* WHAT YOU ARE ASKED TO DO: Set down all of the records word for word.

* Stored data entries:
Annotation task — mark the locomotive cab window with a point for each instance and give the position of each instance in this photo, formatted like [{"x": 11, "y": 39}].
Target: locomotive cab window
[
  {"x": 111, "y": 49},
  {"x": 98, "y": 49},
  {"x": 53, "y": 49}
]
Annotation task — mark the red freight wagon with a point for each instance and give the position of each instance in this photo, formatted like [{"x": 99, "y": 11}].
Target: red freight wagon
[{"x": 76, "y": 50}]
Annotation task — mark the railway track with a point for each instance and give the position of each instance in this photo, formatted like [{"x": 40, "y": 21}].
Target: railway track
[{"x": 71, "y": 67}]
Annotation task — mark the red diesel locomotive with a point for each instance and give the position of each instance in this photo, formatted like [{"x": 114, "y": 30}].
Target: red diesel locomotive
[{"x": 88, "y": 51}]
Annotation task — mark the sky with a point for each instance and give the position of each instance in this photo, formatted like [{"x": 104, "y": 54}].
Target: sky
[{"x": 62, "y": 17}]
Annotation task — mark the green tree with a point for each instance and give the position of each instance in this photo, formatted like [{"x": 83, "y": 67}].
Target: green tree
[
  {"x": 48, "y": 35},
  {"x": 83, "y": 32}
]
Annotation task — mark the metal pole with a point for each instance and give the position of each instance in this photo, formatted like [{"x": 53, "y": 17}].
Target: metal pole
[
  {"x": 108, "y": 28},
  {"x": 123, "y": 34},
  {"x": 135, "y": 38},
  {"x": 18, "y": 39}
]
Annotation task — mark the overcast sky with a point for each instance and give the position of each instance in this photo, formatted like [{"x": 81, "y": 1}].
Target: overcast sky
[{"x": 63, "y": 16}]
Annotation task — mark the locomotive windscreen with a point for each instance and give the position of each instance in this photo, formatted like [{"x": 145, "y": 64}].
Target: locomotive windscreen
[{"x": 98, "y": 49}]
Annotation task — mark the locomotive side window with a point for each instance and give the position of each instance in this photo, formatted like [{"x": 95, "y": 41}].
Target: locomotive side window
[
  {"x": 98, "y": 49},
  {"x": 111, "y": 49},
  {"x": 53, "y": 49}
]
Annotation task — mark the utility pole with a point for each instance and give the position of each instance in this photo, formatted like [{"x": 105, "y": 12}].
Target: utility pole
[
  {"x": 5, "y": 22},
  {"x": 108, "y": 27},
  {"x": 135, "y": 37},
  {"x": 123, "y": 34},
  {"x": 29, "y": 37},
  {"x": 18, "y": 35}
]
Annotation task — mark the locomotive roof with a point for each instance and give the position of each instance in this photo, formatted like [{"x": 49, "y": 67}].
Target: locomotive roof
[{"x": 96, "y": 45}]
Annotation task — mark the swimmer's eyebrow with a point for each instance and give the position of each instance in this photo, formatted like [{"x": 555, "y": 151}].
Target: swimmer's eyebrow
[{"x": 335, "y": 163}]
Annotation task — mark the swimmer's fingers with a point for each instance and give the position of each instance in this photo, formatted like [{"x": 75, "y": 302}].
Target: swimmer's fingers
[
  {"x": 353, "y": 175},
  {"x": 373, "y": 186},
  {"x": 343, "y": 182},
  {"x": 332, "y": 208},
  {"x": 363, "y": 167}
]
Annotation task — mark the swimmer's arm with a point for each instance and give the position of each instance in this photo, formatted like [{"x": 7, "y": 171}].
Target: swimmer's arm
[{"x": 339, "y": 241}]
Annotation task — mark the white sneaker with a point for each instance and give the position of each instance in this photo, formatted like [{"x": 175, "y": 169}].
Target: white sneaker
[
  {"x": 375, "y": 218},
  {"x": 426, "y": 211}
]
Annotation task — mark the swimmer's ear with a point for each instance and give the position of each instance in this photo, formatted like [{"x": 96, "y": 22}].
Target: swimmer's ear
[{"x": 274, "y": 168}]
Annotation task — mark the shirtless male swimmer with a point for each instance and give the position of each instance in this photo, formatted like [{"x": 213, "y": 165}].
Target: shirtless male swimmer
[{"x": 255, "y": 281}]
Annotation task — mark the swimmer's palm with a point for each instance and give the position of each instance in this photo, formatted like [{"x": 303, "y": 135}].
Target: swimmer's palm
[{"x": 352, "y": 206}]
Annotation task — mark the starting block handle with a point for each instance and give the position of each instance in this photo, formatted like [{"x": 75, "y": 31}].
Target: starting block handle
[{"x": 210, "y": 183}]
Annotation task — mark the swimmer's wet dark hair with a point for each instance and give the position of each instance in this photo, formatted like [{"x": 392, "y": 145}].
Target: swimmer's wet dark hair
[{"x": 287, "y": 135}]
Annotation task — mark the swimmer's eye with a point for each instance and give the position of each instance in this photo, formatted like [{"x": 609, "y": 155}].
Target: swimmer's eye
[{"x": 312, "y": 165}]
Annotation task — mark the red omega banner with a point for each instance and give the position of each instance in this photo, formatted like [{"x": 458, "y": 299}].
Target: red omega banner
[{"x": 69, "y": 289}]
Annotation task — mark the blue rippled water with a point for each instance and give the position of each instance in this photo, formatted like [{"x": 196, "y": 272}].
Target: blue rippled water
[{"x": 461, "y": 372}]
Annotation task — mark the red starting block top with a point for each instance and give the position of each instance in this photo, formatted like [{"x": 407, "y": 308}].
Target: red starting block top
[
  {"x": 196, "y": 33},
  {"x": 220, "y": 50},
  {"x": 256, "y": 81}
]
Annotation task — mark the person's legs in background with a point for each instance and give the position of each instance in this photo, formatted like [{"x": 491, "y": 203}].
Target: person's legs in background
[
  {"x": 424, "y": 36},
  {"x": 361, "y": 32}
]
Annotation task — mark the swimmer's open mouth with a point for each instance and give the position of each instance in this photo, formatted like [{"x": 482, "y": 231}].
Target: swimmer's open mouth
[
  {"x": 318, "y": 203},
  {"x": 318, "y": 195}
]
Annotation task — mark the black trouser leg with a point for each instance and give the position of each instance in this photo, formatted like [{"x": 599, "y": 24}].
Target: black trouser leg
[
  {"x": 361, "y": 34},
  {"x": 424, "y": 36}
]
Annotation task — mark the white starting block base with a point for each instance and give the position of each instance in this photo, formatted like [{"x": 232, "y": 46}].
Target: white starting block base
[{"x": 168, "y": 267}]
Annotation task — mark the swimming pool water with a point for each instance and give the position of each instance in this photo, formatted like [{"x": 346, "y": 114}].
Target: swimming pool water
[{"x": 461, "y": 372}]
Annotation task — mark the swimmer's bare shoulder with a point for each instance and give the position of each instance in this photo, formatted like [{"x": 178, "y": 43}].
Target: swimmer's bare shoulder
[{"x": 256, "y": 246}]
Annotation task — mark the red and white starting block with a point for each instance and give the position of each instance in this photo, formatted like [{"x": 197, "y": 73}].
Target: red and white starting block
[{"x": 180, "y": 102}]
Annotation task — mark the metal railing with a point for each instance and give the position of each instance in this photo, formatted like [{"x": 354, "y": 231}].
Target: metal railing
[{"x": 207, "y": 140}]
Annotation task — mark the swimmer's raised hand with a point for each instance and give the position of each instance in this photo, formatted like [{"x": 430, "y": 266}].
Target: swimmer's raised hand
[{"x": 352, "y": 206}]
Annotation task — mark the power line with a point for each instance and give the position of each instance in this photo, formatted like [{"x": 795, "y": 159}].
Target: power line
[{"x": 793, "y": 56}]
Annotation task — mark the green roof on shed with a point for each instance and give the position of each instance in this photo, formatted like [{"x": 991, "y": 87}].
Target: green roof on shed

* EXERCISE RESPONSE:
Annotation task — mark the locomotive cab window with a point for each instance and give the position of each instance in this photo, formatted like [{"x": 11, "y": 39}].
Target: locomotive cab window
[
  {"x": 111, "y": 49},
  {"x": 98, "y": 49},
  {"x": 53, "y": 49}
]
Annotation task — mark the red freight wagon with a point for each instance and give the position of each instance in this photo, formatted like [{"x": 99, "y": 11}].
Target: red freight wagon
[{"x": 76, "y": 50}]
Annotation task — mark the railway track with a point for each instance and give the position of each instance in this photo, formatted like [{"x": 40, "y": 21}].
Target: railway track
[{"x": 71, "y": 67}]
Annotation task — mark the red diesel locomotive with a point for each instance and give the position of each instance in this photo, formatted like [{"x": 114, "y": 30}].
Target: red diesel locomotive
[{"x": 88, "y": 51}]
Annotation task — mark the sky with a point for each instance and give the position of each instance in this photo, formatted like [{"x": 104, "y": 54}].
Target: sky
[{"x": 62, "y": 17}]
Annotation task — mark the green tree with a point for each instance and give the position of each instance in this photo, formatted like [{"x": 83, "y": 67}].
Target: green tree
[
  {"x": 48, "y": 35},
  {"x": 83, "y": 32}
]
Annotation task — mark the metal pole with a point for each instance and give the position of each instance in this photo, formatted like [{"x": 53, "y": 17}].
Target: metal pole
[
  {"x": 108, "y": 28},
  {"x": 123, "y": 34},
  {"x": 135, "y": 38},
  {"x": 18, "y": 39}
]
Annotation task — mark the overcast sky with a point for each instance and give the position of each instance in this photo, formatted like [{"x": 81, "y": 1}].
Target: overcast sky
[{"x": 63, "y": 16}]
Annotation task — mark the locomotive windscreen with a point for each instance and give the position of each instance in this photo, formatted like [{"x": 145, "y": 64}].
Target: locomotive windscreen
[{"x": 98, "y": 49}]
Annotation task — mark the locomotive side window with a point for each instance and give the position of each instance in this photo, formatted like [{"x": 95, "y": 41}].
Target: locomotive side window
[
  {"x": 98, "y": 49},
  {"x": 111, "y": 49},
  {"x": 53, "y": 49}
]
Annotation task — mark the utility pole with a point for each instance and give the position of each instance in this photo, formatted like [{"x": 105, "y": 12}].
Target: utility pole
[
  {"x": 5, "y": 22},
  {"x": 108, "y": 27},
  {"x": 135, "y": 37},
  {"x": 123, "y": 34},
  {"x": 29, "y": 37},
  {"x": 18, "y": 35}
]
Annotation task — mark the locomotive roof with a point for each instance and give the position of each instance in this photo, formatted like [{"x": 49, "y": 67}].
Target: locomotive roof
[{"x": 96, "y": 45}]
Annotation task — mark the swimmer's eyebrow with a point for each instance and give the position of each instance in this photo, formatted like [{"x": 555, "y": 151}].
Target: swimmer's eyebrow
[{"x": 335, "y": 163}]
Annotation task — mark the swimmer's fingers with a point for each instance and give the position of each instance in this photo, formatted like [{"x": 75, "y": 302}].
Target: swimmer's fingers
[
  {"x": 353, "y": 175},
  {"x": 373, "y": 186},
  {"x": 343, "y": 182},
  {"x": 332, "y": 208},
  {"x": 363, "y": 167}
]
Annotation task — mark the swimmer's arm with a point for each instance and give the position of each instance in this photo, formatted like [{"x": 7, "y": 171}].
Target: swimmer's arm
[{"x": 339, "y": 241}]
Annotation task — mark the white sneaker with a point for each instance and give the position of each instance in this photo, formatted like [{"x": 175, "y": 169}].
Target: white sneaker
[
  {"x": 375, "y": 218},
  {"x": 426, "y": 211}
]
Annotation task — mark the swimmer's ear with a point for each instance and give the position of each instance in this photo, formatted like [{"x": 96, "y": 22}].
Target: swimmer's ear
[{"x": 274, "y": 168}]
Annotation task — mark the shirtless male swimmer with a point for each instance and give the position of each instance in this photo, formatted like [{"x": 213, "y": 165}].
Target: shirtless male swimmer
[{"x": 255, "y": 281}]
Annotation task — mark the swimmer's palm with a point for each instance and give the position of each instance in this photo, formatted like [{"x": 303, "y": 135}].
Target: swimmer's palm
[{"x": 352, "y": 206}]
Annotation task — mark the starting block handle with a point for each instance and give the position of each instance in this photo, formatted like [{"x": 75, "y": 31}].
Target: starting block handle
[{"x": 210, "y": 183}]
Annotation task — mark the swimmer's wet dark hair with a point for each instance and give the position of each instance in this photo, formatted like [{"x": 392, "y": 145}].
Target: swimmer's wet dark hair
[{"x": 287, "y": 135}]
Annotation task — mark the swimmer's eye with a point for each instance and give the position of each instance in this photo, formatted like [{"x": 609, "y": 155}].
Target: swimmer's eye
[{"x": 312, "y": 165}]
Annotation task — mark the red omega banner with a point for each instance and give the position of each instance in this photo, formatted like [{"x": 458, "y": 299}].
Target: red omega banner
[{"x": 69, "y": 289}]
Annotation task — mark the blue rippled water with a point for each instance and give the position of each instance in this photo, formatted like [{"x": 196, "y": 272}].
Target: blue rippled water
[{"x": 461, "y": 372}]
Annotation task — mark the red starting block top with a point for each instance and give the position of each instance in this photo, formatted like [{"x": 407, "y": 308}].
Target: red starting block top
[
  {"x": 196, "y": 33},
  {"x": 220, "y": 50},
  {"x": 256, "y": 81}
]
Annotation task — mark the person's legs in background with a point for each instance and give the position of each instance in this photo, formatted like [{"x": 491, "y": 203}].
Target: person's legs in background
[
  {"x": 424, "y": 36},
  {"x": 361, "y": 32}
]
Annotation task — mark the swimmer's open mouth with a point for each instance and give the position of each instance in this photo, formatted like [{"x": 482, "y": 231}].
Target: swimmer's open mouth
[
  {"x": 318, "y": 203},
  {"x": 318, "y": 195}
]
Annotation task — mark the black trouser leg with a point for each instance and give the position of each instance in this photo, formatted like [{"x": 599, "y": 24}].
Target: black trouser leg
[
  {"x": 361, "y": 34},
  {"x": 424, "y": 36}
]
Annotation task — mark the white starting block base with a point for each instance and give the position of each instance in this photo, formatted like [{"x": 232, "y": 46}].
Target: white starting block base
[{"x": 168, "y": 267}]
Annotation task — mark the swimming pool water with a point for each instance and give the position of each instance in this photo, formatted like [{"x": 346, "y": 114}].
Target: swimming pool water
[{"x": 461, "y": 372}]
Annotation task — mark the swimmer's bare shoulder with a point for each instance and give the position of each instance in this photo, formatted like [{"x": 178, "y": 43}].
Target: swimmer's bare shoulder
[{"x": 256, "y": 246}]
Annotation task — mark the red and white starting block with a point for each instance and give the position of each instance in this photo, formatted like [{"x": 197, "y": 73}].
Target: red and white starting block
[{"x": 180, "y": 102}]
Annotation task — mark the metal railing with a point for each instance and give the position of each instance in this photo, formatted like [{"x": 354, "y": 231}].
Target: metal railing
[{"x": 207, "y": 140}]
Annotation task — mark the swimmer's raised hand with a point for each instance and give the position of each instance in this photo, formatted like [{"x": 430, "y": 266}].
Target: swimmer's raised hand
[{"x": 352, "y": 206}]
Annotation task — mark the power line with a point for each instance and give the position of each instance in this photo, formatted like [{"x": 795, "y": 159}].
Target: power line
[{"x": 793, "y": 56}]
Annotation task — mark the green roof on shed with a point for each instance and give the position of each instance in this photo, formatted like [{"x": 991, "y": 87}].
Target: green roof on shed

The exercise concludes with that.